Transcribe all of the records word for word, but omit the pictures.

(begin)

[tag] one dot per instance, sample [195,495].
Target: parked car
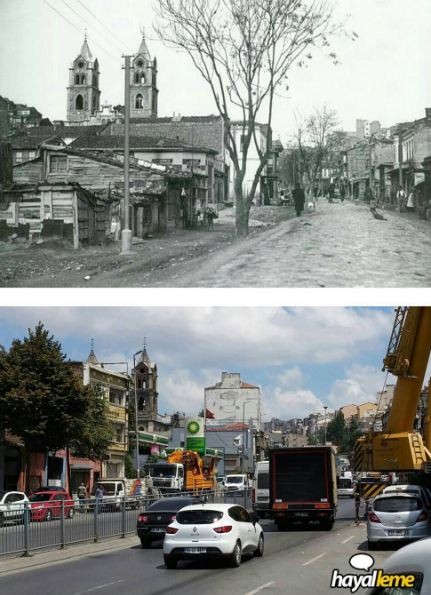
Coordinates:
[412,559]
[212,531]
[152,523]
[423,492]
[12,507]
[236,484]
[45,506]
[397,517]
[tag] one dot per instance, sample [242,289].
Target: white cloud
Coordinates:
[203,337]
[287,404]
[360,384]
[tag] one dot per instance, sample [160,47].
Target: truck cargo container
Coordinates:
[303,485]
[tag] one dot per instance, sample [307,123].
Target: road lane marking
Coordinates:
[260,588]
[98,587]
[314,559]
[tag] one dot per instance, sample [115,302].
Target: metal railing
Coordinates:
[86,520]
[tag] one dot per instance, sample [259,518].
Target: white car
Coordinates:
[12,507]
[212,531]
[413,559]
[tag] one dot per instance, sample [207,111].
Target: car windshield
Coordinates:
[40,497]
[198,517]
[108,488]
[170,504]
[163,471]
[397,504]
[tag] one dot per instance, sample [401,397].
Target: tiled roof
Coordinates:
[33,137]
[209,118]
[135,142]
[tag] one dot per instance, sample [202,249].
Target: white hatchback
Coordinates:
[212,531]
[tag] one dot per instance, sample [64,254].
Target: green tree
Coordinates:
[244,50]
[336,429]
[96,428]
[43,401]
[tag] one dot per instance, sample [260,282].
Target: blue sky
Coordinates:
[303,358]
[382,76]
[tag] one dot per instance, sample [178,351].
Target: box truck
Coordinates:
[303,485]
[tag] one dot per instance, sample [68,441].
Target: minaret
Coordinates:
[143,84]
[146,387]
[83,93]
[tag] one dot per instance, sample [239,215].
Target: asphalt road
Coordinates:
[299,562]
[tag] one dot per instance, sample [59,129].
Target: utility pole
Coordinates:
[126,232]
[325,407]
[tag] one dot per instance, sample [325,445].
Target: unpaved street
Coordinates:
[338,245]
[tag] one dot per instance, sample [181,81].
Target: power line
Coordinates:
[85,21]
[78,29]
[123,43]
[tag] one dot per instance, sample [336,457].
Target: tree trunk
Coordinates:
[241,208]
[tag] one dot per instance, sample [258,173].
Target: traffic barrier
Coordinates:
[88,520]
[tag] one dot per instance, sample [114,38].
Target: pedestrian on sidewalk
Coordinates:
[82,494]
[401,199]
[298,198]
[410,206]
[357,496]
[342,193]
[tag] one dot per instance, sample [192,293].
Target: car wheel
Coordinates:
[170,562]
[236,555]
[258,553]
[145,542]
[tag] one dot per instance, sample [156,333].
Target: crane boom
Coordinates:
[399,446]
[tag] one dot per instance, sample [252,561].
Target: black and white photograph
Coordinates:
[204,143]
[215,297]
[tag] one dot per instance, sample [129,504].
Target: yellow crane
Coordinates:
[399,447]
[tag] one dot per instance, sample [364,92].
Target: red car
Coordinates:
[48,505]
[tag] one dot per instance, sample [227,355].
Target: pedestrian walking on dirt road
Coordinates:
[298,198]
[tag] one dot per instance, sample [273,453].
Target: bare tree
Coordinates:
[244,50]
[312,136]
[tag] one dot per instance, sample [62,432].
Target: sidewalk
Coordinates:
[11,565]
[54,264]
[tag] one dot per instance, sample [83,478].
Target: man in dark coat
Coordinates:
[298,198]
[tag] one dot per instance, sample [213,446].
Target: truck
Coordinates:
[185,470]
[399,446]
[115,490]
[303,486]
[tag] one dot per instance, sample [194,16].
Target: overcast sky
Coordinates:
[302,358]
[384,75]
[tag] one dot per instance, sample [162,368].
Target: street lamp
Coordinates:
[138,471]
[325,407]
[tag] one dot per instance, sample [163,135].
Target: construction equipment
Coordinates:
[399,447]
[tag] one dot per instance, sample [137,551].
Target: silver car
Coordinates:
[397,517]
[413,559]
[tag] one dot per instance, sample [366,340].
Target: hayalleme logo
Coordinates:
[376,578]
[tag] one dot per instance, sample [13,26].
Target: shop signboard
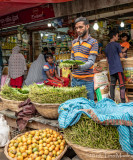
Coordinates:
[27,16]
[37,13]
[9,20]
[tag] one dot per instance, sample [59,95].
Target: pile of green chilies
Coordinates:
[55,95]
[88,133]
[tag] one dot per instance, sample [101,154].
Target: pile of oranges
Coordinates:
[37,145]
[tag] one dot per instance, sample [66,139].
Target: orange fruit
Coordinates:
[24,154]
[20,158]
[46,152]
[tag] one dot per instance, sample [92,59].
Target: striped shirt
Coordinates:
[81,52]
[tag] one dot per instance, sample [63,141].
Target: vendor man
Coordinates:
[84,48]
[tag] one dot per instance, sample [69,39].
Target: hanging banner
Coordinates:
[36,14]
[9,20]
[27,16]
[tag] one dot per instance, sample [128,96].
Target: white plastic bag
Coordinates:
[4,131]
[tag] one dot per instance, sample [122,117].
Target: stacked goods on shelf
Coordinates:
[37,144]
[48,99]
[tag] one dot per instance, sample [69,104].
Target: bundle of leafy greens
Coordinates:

(end)

▶ **Exercise result**:
[tag] one dot per instance, sample [195,495].
Target: parked car
Coordinates:
[412,559]
[212,531]
[152,523]
[423,492]
[12,507]
[236,484]
[45,506]
[397,517]
[tag] one dot per instance, sample [242,289].
Target: white cloud
Coordinates:
[203,337]
[287,404]
[360,384]
[tag] one dot per instance, sample [160,47].
Target: truck cargo container
Coordinates:
[303,485]
[tag] one dot per instance, sample [307,123].
Target: road lane marking
Coordinates:
[260,588]
[98,587]
[314,559]
[tag] one dot per instance, sample [115,302].
Target: metal railing
Coordinates:
[86,520]
[tag] one dot per instance, sample [259,518].
Target: white car
Coordinates:
[12,507]
[212,531]
[413,559]
[tag] one dot per instance, sample [207,111].
Target: car windshield
Coordinates:
[40,497]
[198,517]
[108,488]
[170,504]
[163,471]
[397,504]
[tag] one dot per instance, sample [401,397].
Target: tiled roof
Coordinates:
[33,137]
[209,118]
[135,142]
[tag] one dot per instance, sample [202,249].
Target: white hatchback
Coordinates:
[212,531]
[tag] one dot per instance, sample [64,254].
Target: green tree
Coordinates:
[244,50]
[336,429]
[96,428]
[43,401]
[tag] one dot per instance, sample [260,282].
Target: blue sky
Coordinates:
[303,358]
[382,76]
[tag] one dot per instance, sample [178,351].
Target: box truck
Coordinates:
[303,485]
[tag] one dot per instance, sample [68,441].
Target: minaret
Coordinates:
[143,84]
[146,387]
[83,93]
[tag] one dot per instance, sample [239,215].
Target: asphalt road
Coordinates:
[299,562]
[tag] one dot per instance, sample [59,129].
Target: utility pole
Coordinates:
[126,232]
[325,407]
[tag] one dot per instance, sample [325,445].
Target: unpaved street
Coordinates:
[338,245]
[tag] one dot per instance, sample [181,81].
Target: power line
Coordinates:
[85,21]
[78,29]
[123,43]
[tag] one dot per instance, sample [336,457].
Target: tree trunk
Coordinates:
[241,208]
[tag] one dot per instance, sample [258,173].
Target: traffic barrier
Coordinates:
[88,520]
[tag] one dot per instance, sample [114,38].
Target: pedestrian on sidewalk
Coordinates:
[82,494]
[401,199]
[298,198]
[410,206]
[357,496]
[342,193]
[tag] one dot per instance, sample [192,293].
Target: car wheel
Coordinates:
[170,562]
[236,555]
[258,553]
[145,542]
[tag] one dot per instance, sample [156,333].
Target: crane boom
Coordinates:
[399,446]
[tag] one dot per instance, sample [252,561].
Target: black and white photograph
Coordinates:
[204,143]
[215,297]
[tag] one dot per instance, sample [129,504].
Target: yellow crane
Coordinates:
[399,447]
[tag] one dot per instance, sample [364,92].
Target: red car
Coordinates:
[48,505]
[tag] one dot per instance, sample [227,355].
Target: pedestrian walking on dirt road
Coordinates:
[298,198]
[tag] one dot per instance, sample [273,453].
Target: bare tree
Coordinates:
[244,50]
[312,136]
[tag] one dot per instance, sample [62,432].
Target: sidewalk
Coordinates:
[11,565]
[54,264]
[tag] one dot per instance, sample [83,478].
Target: man in dark coat
Coordinates:
[298,198]
[tag] one dot per instance, sample [213,446].
Target: truck
Coordinates:
[185,470]
[399,446]
[115,490]
[303,486]
[tag] one dot per instance, sample [194,16].
Target: overcast sky
Coordinates:
[302,358]
[384,75]
[tag] one dot per instance, sample [162,368].
Target: street lamp
Coordinates:
[138,471]
[325,407]
[tag] one dot per instance, sample [163,135].
Target: construction equipment
Coordinates:
[399,447]
[tag] one dot per instance, sample [137,551].
Target: silver car
Coordinates:
[397,517]
[413,559]
[tag] one dot per instance, sample [366,340].
Target: hayalleme logo
Coordinates:
[376,578]
[tag] one dot per instance, sample [13,26].
Target: shop signboard
Coordinates:
[27,16]
[37,13]
[9,20]
[tag] one dot per instance, sample [59,95].
Target: pile of green chilies
Coordinates:
[55,95]
[88,133]
[tag] one dot per instance, sample [101,154].
Target: pile of oranges
Coordinates:
[37,145]
[tag] one dot per instance, sample [66,139].
Target: orange fruit
Coordinates:
[24,154]
[20,158]
[46,152]
[tag] one dot per instance, sample [92,59].
Target: striped shirt
Coordinates:
[81,52]
[tag] one dot per instance, sample [63,141].
Target: vendor man
Coordinates:
[84,48]
[tag] one dot per instance, sample [69,39].
Target: hanging banner
Coordinates:
[36,14]
[9,20]
[27,16]
[tag] one dot per instance, sample [128,96].
Target: white plastic bag
Coordinates:
[4,131]
[tag] one dot per instance, sample [122,117].
Target: stacked goods on shelf
Coordinates:
[37,144]
[48,99]
[tag] one dot per instance, sample [69,104].
Target: bundle of leafy greens
Coordinates:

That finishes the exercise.